SUPPLIED DATA:

* begin *

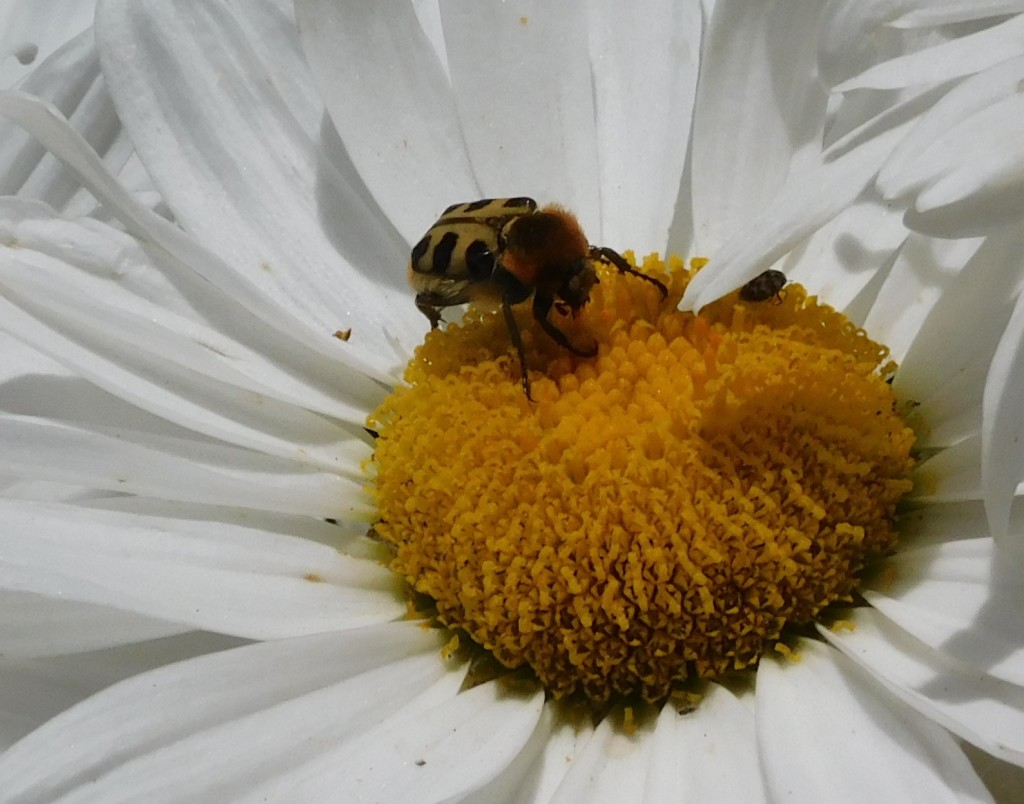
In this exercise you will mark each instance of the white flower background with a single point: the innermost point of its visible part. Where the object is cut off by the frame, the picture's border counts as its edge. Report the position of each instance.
(197, 195)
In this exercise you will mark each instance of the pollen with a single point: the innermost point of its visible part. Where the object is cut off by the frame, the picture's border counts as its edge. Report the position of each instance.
(658, 512)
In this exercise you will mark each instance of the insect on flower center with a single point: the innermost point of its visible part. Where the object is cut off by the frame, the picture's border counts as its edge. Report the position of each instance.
(659, 511)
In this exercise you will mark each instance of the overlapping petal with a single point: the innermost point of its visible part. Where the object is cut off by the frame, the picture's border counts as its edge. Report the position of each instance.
(236, 423)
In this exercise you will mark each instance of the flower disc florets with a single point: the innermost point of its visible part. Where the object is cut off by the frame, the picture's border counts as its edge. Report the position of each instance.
(662, 510)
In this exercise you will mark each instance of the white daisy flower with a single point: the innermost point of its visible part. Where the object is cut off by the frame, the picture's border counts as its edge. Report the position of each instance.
(652, 550)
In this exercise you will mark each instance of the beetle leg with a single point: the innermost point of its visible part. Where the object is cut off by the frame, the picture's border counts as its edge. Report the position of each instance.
(517, 342)
(429, 306)
(604, 254)
(542, 309)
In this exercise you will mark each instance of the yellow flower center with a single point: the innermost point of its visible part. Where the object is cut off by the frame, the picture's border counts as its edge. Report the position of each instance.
(659, 511)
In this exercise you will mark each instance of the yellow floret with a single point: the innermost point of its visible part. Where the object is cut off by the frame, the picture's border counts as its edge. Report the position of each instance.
(662, 510)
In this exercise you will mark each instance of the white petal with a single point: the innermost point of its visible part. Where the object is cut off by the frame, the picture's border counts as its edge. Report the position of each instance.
(844, 257)
(961, 162)
(91, 296)
(433, 755)
(173, 468)
(72, 81)
(983, 710)
(207, 117)
(961, 56)
(38, 625)
(757, 106)
(938, 522)
(923, 271)
(938, 12)
(855, 36)
(710, 754)
(859, 742)
(808, 201)
(391, 102)
(1003, 428)
(611, 767)
(32, 691)
(528, 122)
(216, 727)
(31, 31)
(541, 765)
(214, 577)
(960, 598)
(951, 475)
(644, 109)
(347, 535)
(945, 367)
(302, 341)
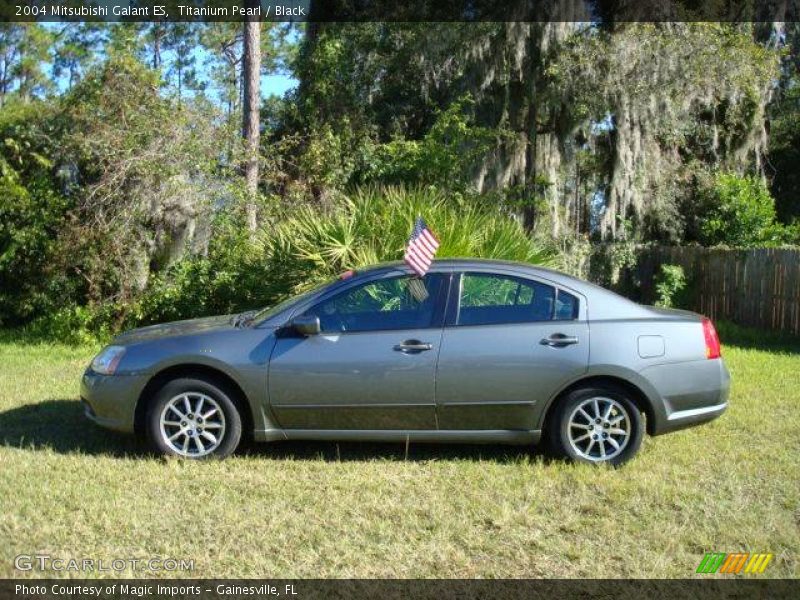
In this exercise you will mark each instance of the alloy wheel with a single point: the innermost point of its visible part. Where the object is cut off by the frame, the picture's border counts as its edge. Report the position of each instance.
(599, 429)
(192, 424)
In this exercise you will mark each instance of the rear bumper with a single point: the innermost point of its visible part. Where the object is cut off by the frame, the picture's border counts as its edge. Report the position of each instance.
(110, 400)
(691, 393)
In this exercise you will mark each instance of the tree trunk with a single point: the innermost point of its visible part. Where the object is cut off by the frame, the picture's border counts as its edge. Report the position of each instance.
(251, 78)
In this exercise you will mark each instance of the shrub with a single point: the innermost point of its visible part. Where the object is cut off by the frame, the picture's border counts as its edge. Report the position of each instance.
(372, 225)
(670, 282)
(741, 212)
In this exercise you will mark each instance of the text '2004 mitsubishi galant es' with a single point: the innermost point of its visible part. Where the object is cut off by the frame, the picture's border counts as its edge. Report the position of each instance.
(476, 351)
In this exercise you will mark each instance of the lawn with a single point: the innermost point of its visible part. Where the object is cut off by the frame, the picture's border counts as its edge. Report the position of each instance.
(69, 489)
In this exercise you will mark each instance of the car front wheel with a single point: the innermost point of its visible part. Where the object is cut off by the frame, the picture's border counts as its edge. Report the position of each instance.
(193, 418)
(597, 425)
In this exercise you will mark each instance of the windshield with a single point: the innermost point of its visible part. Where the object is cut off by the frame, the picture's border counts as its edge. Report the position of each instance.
(271, 311)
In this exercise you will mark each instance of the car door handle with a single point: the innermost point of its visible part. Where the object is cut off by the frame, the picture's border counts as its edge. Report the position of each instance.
(412, 346)
(559, 340)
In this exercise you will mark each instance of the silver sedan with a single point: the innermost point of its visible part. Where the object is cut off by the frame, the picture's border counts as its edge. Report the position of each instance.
(476, 351)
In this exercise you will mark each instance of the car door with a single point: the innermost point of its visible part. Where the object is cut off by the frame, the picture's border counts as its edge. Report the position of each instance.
(372, 366)
(509, 343)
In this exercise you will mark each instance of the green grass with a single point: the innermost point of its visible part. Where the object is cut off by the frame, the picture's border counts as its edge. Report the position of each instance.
(363, 510)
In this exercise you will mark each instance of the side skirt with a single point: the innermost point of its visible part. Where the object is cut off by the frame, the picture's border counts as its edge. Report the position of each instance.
(493, 436)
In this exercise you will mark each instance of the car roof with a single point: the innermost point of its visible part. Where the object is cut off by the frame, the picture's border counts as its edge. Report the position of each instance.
(460, 264)
(613, 305)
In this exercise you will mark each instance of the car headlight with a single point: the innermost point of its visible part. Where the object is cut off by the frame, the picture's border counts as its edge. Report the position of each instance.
(107, 361)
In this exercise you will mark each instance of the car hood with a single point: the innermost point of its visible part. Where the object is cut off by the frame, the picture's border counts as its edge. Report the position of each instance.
(175, 329)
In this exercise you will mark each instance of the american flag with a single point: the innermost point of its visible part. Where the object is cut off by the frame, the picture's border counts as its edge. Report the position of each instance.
(421, 248)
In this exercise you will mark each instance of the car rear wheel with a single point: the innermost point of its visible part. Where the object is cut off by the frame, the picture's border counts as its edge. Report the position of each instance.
(597, 424)
(193, 418)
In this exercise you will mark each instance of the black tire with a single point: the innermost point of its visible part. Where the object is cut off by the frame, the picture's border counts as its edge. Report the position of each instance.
(211, 393)
(608, 395)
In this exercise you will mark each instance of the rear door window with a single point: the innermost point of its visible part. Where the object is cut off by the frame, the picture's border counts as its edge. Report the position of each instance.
(492, 299)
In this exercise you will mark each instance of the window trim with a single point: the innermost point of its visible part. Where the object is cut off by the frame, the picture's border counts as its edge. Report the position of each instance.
(437, 319)
(454, 299)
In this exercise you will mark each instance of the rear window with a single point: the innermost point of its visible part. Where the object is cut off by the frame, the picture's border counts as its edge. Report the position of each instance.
(566, 307)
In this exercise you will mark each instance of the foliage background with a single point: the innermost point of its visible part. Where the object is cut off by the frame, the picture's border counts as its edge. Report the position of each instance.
(122, 200)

* end *

Convert every line of the records above into a Markdown table with the columns Row and Line, numbering each row and omitting blank lines. Leave the pictures out of the table.

THE SOLUTION:
| Row | Line |
|---|---|
| 1 | In this exercise you will mark each instance of the white flower background with a single point: the innermost point of its visible part. Where the object is cut off by the frame, the picture's border counts as its edge. Report the position of each instance. |
| 2 | (197, 195) |
| 3 | In this exercise you will mark each instance of the pollen with a single point: the innermost point of its visible part. Where the object is cut off by the frame, the picture's border counts as its edge. Report the position of each instance. |
| 4 | (658, 512) |
| 5 | In this exercise you will mark each instance of the insect on flower center with a single point: the innermost point of its visible part. Where the object is cut off by the frame, the picture's border counts as its edge. Report the position of each instance. |
| 6 | (659, 511) |
| 7 | In this exercise you will mark each instance of the overlapping petal with a single point: the innermost point of its visible part. Where the object is cut off by the frame, the picture's border counts as its edge. Report the position of each instance. |
| 8 | (236, 423) |
| 9 | In this exercise you will mark each instance of the flower disc florets with a single point: the innermost point of its visible part. Where the object is cut off by the frame, the picture's border counts as its edge. Report the position of each instance. |
| 10 | (662, 510) |
| 11 | In this exercise you will mark each instance of the white daisy flower with a single point: the innermost point of its visible part. Where the object is cut off by the frame, the picture's border counts as its edge. Report the position of each instance. |
| 12 | (652, 550) |
| 13 | In this exercise you will mark each instance of the beetle leg with a single point: the innermost point of its visible part. Where the object is cut off by the frame, the picture's border counts as its edge. Report the position of each instance. |
| 14 | (517, 342) |
| 15 | (429, 306) |
| 16 | (604, 254) |
| 17 | (542, 309) |
| 18 | In this exercise you will mark each instance of the yellow flower center with a single point: the innermost point of its visible part. Where the object is cut off by the frame, the picture's border counts as its edge. Report the position of each instance. |
| 19 | (659, 511) |
| 20 | In this exercise you will mark each instance of the yellow floret with a single point: the innermost point of its visible part. Where the object is cut off by the frame, the picture's border counts as its edge. Report the position of each instance. |
| 21 | (662, 510) |
| 22 | In this exercise you will mark each instance of the white petal with a single point: the innermost point of its visible part. Where the object is cut off by the frame, the picture's border counts as its edge. Report the position of each instance. |
| 23 | (844, 257) |
| 24 | (961, 162) |
| 25 | (91, 296) |
| 26 | (433, 755) |
| 27 | (173, 468) |
| 28 | (72, 81) |
| 29 | (983, 710) |
| 30 | (207, 117) |
| 31 | (961, 56) |
| 32 | (38, 625) |
| 33 | (757, 106) |
| 34 | (938, 522) |
| 35 | (923, 271) |
| 36 | (938, 12) |
| 37 | (855, 36) |
| 38 | (710, 754) |
| 39 | (859, 742) |
| 40 | (808, 201) |
| 41 | (391, 102) |
| 42 | (1003, 428) |
| 43 | (611, 767) |
| 44 | (32, 691) |
| 45 | (528, 122) |
| 46 | (216, 727) |
| 47 | (31, 31) |
| 48 | (541, 765) |
| 49 | (214, 577) |
| 50 | (960, 598) |
| 51 | (951, 475) |
| 52 | (644, 109) |
| 53 | (347, 535) |
| 54 | (945, 367) |
| 55 | (302, 341) |
| 56 | In this exercise you will mark each instance of the alloy wheel with a single point: the innermost point of its visible part. Where the object is cut off by the frame, the picture's border counts as its edge. Report the position of each instance. |
| 57 | (599, 429) |
| 58 | (192, 424) |
| 59 | In this exercise you will mark each instance of the rear bumper with a single point: the innermost point of its visible part. Where the object is cut off by the frame, the picture's border counts as its edge. Report the position of each instance. |
| 60 | (110, 400) |
| 61 | (691, 393) |
| 62 | In this exercise you will mark each instance of the tree trunk with a single point: the innermost point of its visible part. Where the object is cut off by the frame, the picture's border counts as its edge. Report the position of each instance. |
| 63 | (251, 78) |
| 64 | In this exercise you will mark each instance of the shrub with a single point: the innermost point of its visible part. Where the object is cut off by the frame, the picture's border counts as its edge. Report the position of each instance. |
| 65 | (372, 225) |
| 66 | (670, 282) |
| 67 | (741, 212) |
| 68 | In this exercise you will mark each instance of the text '2004 mitsubishi galant es' with a single point: the innermost point of its visible part. Where the object is cut off by the frame, the picture's border counts as its edge. Report the position of each instance. |
| 69 | (476, 351) |
| 70 | In this exercise you will mark each instance of the lawn with a single point: the innermost point of its visible part. Where the object is cut off by the frame, the picture's border counts as its edge. Report the position of each instance. |
| 71 | (69, 489) |
| 72 | In this exercise you will mark each instance of the car front wheel with a single point: the innermost point of its visible part. Where the object is cut off by the frame, the picture's border counts as its edge. Report the position of each instance. |
| 73 | (193, 418) |
| 74 | (597, 425) |
| 75 | In this exercise you will mark each instance of the windshield with a single point: the innermost point of its visible part. Where the object is cut off by the frame, the picture's border counts as its edge. Report the position of each instance. |
| 76 | (271, 311) |
| 77 | In this exercise you will mark each instance of the car door handle with a single point: the innermost point of its visible part. Where the object is cut off by the frame, the picture's border counts as its edge. Report the position of each instance. |
| 78 | (412, 346) |
| 79 | (559, 340) |
| 80 | In this exercise you will mark each instance of the silver sedan with a single point: the innermost point of its visible part. Where the object is cut off by the frame, the picture's border counts as its edge. Report the position of each instance. |
| 81 | (476, 351) |
| 82 | In this exercise you will mark each instance of the car door with a single point: the innermost point of its visible part. Where the object is cut off by the frame, the picture's border counts as its edge. Report the position of each instance. |
| 83 | (372, 366) |
| 84 | (509, 343) |
| 85 | In this exercise you will mark each instance of the green grass with a single point: the innermost point of its visible part. Where the object is cut off by the frame, the picture's border counts as its edge. Report the position of each instance. |
| 86 | (363, 510) |
| 87 | In this exercise you will mark each instance of the side skirt with a single point: the innermost point of its visible part. Where the object is cut off by the frame, the picture's border counts as its edge. Report the position of each instance. |
| 88 | (493, 436) |
| 89 | In this exercise you will mark each instance of the car roof with a single point: the innermost point of its visible part. Where the object is cut off by the frame, the picture's border counts as its edge. Report the position of each instance. |
| 90 | (460, 264) |
| 91 | (613, 305) |
| 92 | In this exercise you will mark each instance of the car headlight with a single point: the innermost point of its visible part. Where the object is cut off by the frame, the picture's border counts as its edge. Report the position of each instance. |
| 93 | (107, 361) |
| 94 | In this exercise you will mark each instance of the car hood with a single point: the innermost point of its visible part. Where the object is cut off by the frame, the picture's border counts as its edge. Report the position of each instance. |
| 95 | (175, 329) |
| 96 | In this exercise you will mark each instance of the american flag with a single point: the innermost point of its visible part. Where the object is cut off by the frame, the picture's border counts as its edge. Report the position of each instance. |
| 97 | (421, 248) |
| 98 | In this exercise you will mark each instance of the car rear wheel with a single point: the innermost point of its visible part. Where the object is cut off by the frame, the picture's border counts as its edge. Report the position of each instance. |
| 99 | (597, 424) |
| 100 | (193, 418) |
| 101 | In this exercise you will mark each instance of the black tire with a single point: the innermost point of its visible part. Where the object is cut off by the frame, the picture's border counts as its edge. Report the position of each instance. |
| 102 | (211, 393) |
| 103 | (608, 395) |
| 104 | In this exercise you will mark each instance of the rear door window with a single point: the innermost point of its visible part. Where the object is cut off by the frame, the picture's border counts as its edge. Report the position of each instance. |
| 105 | (492, 299) |
| 106 | In this exercise you will mark each instance of the window trim with a single point: the innermost point of its visible part. Where the object is cut off by the frame, the picture's border counts as its edge. Report the position of each instance. |
| 107 | (437, 319) |
| 108 | (454, 299) |
| 109 | In this exercise you will mark each instance of the rear window with a single point: the innermost point of its visible part. Where the object is cut off by the frame, the picture's border counts as its edge. Report the position of each instance. |
| 110 | (566, 307) |
| 111 | In this exercise you will mark each instance of the foliage background with a single point: the innermost point of its visible part. Where the object is cut off by the frame, the picture's border counts as its edge. Report the position of each instance. |
| 112 | (122, 200) |